- _To do_:
Print out the data below. Do not alter a single line.

[Source data — start]

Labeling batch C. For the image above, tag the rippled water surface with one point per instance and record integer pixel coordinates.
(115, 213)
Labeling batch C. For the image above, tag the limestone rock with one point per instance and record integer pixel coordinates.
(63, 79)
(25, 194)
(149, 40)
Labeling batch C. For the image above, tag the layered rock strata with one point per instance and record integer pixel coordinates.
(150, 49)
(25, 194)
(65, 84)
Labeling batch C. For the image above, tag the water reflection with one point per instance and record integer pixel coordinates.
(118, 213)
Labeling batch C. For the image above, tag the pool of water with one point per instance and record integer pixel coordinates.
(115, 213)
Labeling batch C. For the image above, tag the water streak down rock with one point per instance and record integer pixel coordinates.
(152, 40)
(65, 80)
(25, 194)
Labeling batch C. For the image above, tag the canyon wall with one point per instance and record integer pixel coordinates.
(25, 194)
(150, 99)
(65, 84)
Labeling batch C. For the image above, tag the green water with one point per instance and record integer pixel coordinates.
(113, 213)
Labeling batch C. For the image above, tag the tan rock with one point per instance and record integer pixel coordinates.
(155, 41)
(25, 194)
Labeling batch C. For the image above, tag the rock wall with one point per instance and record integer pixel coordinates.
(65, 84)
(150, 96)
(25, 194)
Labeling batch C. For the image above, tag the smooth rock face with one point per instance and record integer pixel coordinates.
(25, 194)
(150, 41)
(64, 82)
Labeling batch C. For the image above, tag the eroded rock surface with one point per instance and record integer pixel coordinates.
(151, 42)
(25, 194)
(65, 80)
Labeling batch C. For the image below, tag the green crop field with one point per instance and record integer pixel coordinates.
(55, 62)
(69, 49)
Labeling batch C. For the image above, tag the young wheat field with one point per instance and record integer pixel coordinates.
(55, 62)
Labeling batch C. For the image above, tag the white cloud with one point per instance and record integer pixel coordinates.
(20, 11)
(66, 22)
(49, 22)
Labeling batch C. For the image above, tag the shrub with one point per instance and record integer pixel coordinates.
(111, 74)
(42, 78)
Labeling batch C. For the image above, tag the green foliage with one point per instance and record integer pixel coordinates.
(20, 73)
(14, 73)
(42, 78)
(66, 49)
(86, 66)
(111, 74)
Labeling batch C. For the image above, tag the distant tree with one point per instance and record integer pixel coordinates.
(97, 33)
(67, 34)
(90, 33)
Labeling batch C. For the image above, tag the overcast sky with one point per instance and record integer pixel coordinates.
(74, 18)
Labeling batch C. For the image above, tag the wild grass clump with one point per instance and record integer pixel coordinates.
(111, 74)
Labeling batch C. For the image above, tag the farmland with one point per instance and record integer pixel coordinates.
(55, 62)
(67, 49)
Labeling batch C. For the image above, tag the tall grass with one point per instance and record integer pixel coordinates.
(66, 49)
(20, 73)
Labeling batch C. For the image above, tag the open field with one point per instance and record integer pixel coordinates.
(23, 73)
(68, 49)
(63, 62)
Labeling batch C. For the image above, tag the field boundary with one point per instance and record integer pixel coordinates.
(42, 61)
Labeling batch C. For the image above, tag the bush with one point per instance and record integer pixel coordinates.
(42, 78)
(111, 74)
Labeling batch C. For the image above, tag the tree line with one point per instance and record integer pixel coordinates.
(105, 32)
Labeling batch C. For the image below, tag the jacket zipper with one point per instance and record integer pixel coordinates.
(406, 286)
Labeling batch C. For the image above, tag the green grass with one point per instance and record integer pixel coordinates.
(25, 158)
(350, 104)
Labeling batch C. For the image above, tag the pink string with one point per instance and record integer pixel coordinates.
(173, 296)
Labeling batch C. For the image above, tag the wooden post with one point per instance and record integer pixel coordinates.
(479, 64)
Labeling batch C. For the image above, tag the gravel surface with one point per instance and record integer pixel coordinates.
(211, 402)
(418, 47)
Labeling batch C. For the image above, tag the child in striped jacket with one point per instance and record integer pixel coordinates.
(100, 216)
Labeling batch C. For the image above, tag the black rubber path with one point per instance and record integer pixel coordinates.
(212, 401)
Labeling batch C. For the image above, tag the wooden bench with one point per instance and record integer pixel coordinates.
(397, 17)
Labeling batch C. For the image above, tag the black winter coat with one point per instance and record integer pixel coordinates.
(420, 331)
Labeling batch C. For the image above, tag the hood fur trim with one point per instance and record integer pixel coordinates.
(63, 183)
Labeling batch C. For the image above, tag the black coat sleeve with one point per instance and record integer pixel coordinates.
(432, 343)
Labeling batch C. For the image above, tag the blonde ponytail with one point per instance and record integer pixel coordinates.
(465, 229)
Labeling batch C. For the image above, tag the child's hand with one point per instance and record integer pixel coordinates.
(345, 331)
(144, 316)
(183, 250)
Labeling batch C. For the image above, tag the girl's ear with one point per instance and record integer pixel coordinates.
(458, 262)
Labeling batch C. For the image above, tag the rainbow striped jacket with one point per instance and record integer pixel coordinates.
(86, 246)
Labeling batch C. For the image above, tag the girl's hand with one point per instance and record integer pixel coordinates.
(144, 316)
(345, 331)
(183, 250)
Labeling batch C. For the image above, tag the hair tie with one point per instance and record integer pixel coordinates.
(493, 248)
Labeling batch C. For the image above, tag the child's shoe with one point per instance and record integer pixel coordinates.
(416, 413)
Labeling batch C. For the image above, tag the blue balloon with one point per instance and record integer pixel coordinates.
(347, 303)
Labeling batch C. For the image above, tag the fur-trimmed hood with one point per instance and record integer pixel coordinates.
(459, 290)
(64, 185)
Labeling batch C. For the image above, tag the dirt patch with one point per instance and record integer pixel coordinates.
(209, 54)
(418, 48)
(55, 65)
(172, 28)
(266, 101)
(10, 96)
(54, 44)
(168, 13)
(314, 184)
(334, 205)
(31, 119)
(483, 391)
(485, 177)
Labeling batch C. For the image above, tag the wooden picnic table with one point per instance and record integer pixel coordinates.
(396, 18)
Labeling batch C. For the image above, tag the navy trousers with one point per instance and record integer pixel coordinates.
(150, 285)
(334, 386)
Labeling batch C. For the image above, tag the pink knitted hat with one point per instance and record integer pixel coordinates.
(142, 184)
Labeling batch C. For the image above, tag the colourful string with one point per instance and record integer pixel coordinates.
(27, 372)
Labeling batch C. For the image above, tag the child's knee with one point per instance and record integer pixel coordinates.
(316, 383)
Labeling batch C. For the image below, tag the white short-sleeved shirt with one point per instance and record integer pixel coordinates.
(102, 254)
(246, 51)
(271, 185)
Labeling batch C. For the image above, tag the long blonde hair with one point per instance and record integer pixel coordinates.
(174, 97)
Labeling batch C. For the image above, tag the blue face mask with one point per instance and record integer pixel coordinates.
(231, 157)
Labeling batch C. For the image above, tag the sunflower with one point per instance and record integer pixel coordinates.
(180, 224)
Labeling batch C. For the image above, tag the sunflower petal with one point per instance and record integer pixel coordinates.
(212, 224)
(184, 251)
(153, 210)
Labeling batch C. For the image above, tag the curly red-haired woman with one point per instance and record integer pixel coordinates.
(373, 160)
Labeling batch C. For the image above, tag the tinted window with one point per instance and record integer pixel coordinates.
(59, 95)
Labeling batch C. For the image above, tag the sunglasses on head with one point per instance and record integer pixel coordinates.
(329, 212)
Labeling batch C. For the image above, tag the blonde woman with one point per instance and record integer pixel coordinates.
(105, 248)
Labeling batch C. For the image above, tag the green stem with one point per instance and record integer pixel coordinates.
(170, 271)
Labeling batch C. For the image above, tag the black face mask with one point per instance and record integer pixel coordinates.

[Source data — finish]

- _Solution to this task_:
Labeling batch C. For the image above, tag the rippled water surface with one point per instance and record integer pixel coordinates.
(115, 213)
Labeling batch C. For the image above, tag the limestone rock with one point per instance and record integer pixel coordinates.
(63, 79)
(25, 194)
(149, 40)
Labeling batch C. For the image above, tag the layered rock strata with one point per instance and record integer pixel coordinates.
(150, 49)
(25, 194)
(65, 84)
Labeling batch C. For the image above, tag the water reflection with one point per instance and record integer pixel coordinates.
(118, 213)
Labeling batch C. For the image above, tag the pool of water with one point per instance and record integer pixel coordinates.
(115, 213)
Labeling batch C. For the image above, tag the water streak down rock with one point per instance and record integer pixel coordinates.
(152, 40)
(65, 80)
(25, 194)
Labeling batch C. For the image above, tag the canyon wall with one point per instance and record integer pixel coordinates.
(25, 194)
(150, 99)
(65, 84)
Labeling batch C. For the image above, tag the green water with one point per instance and record integer pixel coordinates.
(113, 213)
Labeling batch C. For the image above, tag the tan rock with one point per instance and record integer pixel coordinates.
(155, 41)
(25, 194)
Labeling batch C. For the image above, tag the rock wall with one point per instance and record integer pixel coordinates.
(65, 84)
(150, 96)
(25, 194)
Labeling batch C. For the image above, tag the smooth rock face with one point per instance and record integer pixel coordinates.
(25, 194)
(150, 41)
(64, 82)
Labeling batch C. For the image above, tag the eroded rock surface with one point per instance and record integer pixel coordinates.
(151, 42)
(25, 194)
(65, 80)
Labeling batch C. For the image below, tag the green crop field with one point per instance and record integer pixel coordinates.
(55, 62)
(69, 49)
Labeling batch C. For the image above, tag the young wheat field with one point per instance and record integer pixel coordinates.
(55, 62)
Labeling batch C. For the image above, tag the white cloud with one point per instance and record integer pixel coordinates.
(20, 11)
(66, 22)
(49, 22)
Labeling batch C. For the image above, tag the shrub with one point per instance and record integer pixel coordinates.
(111, 74)
(42, 78)
Labeling batch C. For the image above, tag the green foliage with one point per instance and record integer pixel coordinates.
(20, 73)
(14, 73)
(42, 78)
(66, 49)
(86, 66)
(111, 74)
Labeling batch C. For the image above, tag the distant tree with one point per instance and record integer pixel coordinates.
(97, 33)
(67, 34)
(90, 33)
Labeling batch C. For the image above, tag the overcast sky with one point per instance and record integer pixel coordinates.
(74, 18)
Labeling batch C. For the image above, tag the wild grass clump with one point per instance and record integer pixel coordinates.
(111, 74)
Labeling batch C. For the image above, tag the farmland with one point per instance and record integer pixel coordinates.
(55, 62)
(67, 49)
Labeling batch C. For the image above, tag the tall grass with one point per instance and record integer pixel coordinates.
(66, 49)
(20, 73)
Labeling batch C. For the image above, tag the open field with one point per instance and record integer pixel coordinates.
(23, 73)
(68, 49)
(63, 62)
Labeling batch C. For the image above, tag the field boundary with one point per instance and record integer pixel coordinates.
(42, 61)
Labeling batch C. For the image above, tag the bush with one point per instance and record integer pixel coordinates.
(42, 78)
(111, 74)
Labeling batch C. For the image above, tag the tree line with one point per instance and record integer pixel coordinates.
(105, 32)
Labeling batch C. For the image below, tag the jacket zipper with one point per instance and record integer pixel coordinates.
(406, 286)
Labeling batch C. For the image above, tag the green grass with one point per instance and record integer pixel coordinates.
(25, 158)
(350, 104)
Labeling batch C. For the image above, tag the pink string with one point per instance and record integer pixel coordinates.
(173, 296)
Labeling batch C. For the image above, tag the wooden post with one point per instance and record integer pixel coordinates.
(479, 64)
Labeling batch C. For the image above, tag the gravel surface with one point per instance and record integer pixel coordinates.
(211, 402)
(418, 47)
Labeling batch C. For the image above, tag the child in striped jacket with one point per instance and record integer pixel coordinates.
(100, 216)
Labeling batch C. For the image above, tag the black rubber path with one point per instance and record integer pixel coordinates.
(212, 401)
Labeling batch C. For the image above, tag the wooden bench with one point per instance and record integer pixel coordinates.
(397, 17)
Labeling batch C. For the image above, tag the black winter coat with one point per instance and record integer pixel coordinates.
(420, 331)
Labeling batch C. For the image above, tag the hood fur trim with one point per instance and record integer pixel coordinates.
(63, 183)
Labeling batch C. For the image above, tag the black coat sleeve with one point per instance and record integer pixel coordinates.
(432, 343)
Labeling batch C. For the image above, tag the blonde ponytail with one point per instance and record integer pixel coordinates.
(465, 229)
Labeling batch C. For the image above, tag the child's hand with one point per instance and record integer pixel coordinates.
(345, 331)
(144, 316)
(183, 250)
Labeling batch C. For the image above, tag the girl's ear with one point per instance and record integer pixel coordinates.
(458, 262)
Labeling batch C. For the image above, tag the rainbow striped jacket with one point per instance and record integer pixel coordinates.
(86, 246)
Labeling batch C. For the image above, tag the girl's hand with one point per instance and record integer pixel coordinates.
(144, 316)
(345, 331)
(183, 250)
Labeling batch C. For the image above, tag the hair tie with one point per instance and record integer pixel coordinates.
(493, 248)
Labeling batch C. For the image above, tag the child's shoe with one point per instance and record integer pixel coordinates.
(416, 413)
Labeling batch C. For the image above, tag the blue balloon with one point per instance and record integer pixel coordinates.
(347, 303)
Labeling batch C. For the image above, tag the fur-trimmed hood with one point per instance and record integer pixel coordinates.
(459, 290)
(64, 185)
Labeling batch C. For the image above, tag the dirt patch with one point per instance and record integer pixel coordinates.
(209, 54)
(418, 48)
(55, 65)
(172, 28)
(266, 101)
(10, 96)
(54, 44)
(168, 13)
(314, 184)
(334, 205)
(31, 119)
(483, 391)
(485, 177)
Labeling batch C. For the image above, tag the wooden picnic table with one point per instance and record integer pixel coordinates.
(396, 18)
Labeling batch C. For the image above, tag the navy trousers with one point per instance and record integer pixel coordinates.
(150, 285)
(334, 386)
Labeling batch C. For the image above, tag the pink knitted hat with one point per instance and record integer pixel coordinates.
(142, 184)
Labeling batch C. For the image above, tag the colourful string with one point per instance and record integer pixel coordinates.
(27, 372)
Labeling batch C. For the image above, tag the child's knee with one point per instance and record integer pixel coordinates.
(316, 383)
Labeling batch C. For the image below, tag the white short-sleeved shirt with one point per instance and record integer pixel coordinates.
(102, 254)
(246, 51)
(271, 185)
Labeling batch C. For the image above, tag the long blonde hair with one point per instance and record integer pixel coordinates.
(174, 97)
Labeling batch C. For the image above, tag the blue face mask with one point per instance and record integer pixel coordinates.
(231, 157)
Labeling batch C. For the image above, tag the sunflower with one point per instance and record integer pixel coordinates.
(180, 224)
Labeling batch C. For the image above, tag the sunflower petal with one point per instance and record integer pixel coordinates.
(212, 224)
(184, 251)
(153, 210)
Labeling batch C. For the image above, tag the curly red-haired woman with one point per instance and record integer pixel coordinates.
(373, 160)
Labeling batch C. For the image above, tag the tinted window with one point per instance and record integer pixel coordinates.
(59, 95)
Labeling batch C. For the image above, tag the sunglasses on head with one point per instance and record integer pixel coordinates.
(329, 212)
Labeling batch C. For the image above, tag the blonde woman with one point per instance and record integer pixel coordinates.
(105, 248)
Labeling batch C. For the image above, tag the green stem with one point per instance and record integer pixel coordinates.
(170, 271)
Labeling batch C. For the image above, tag the black face mask with one point per instance and record integer pixel coordinates.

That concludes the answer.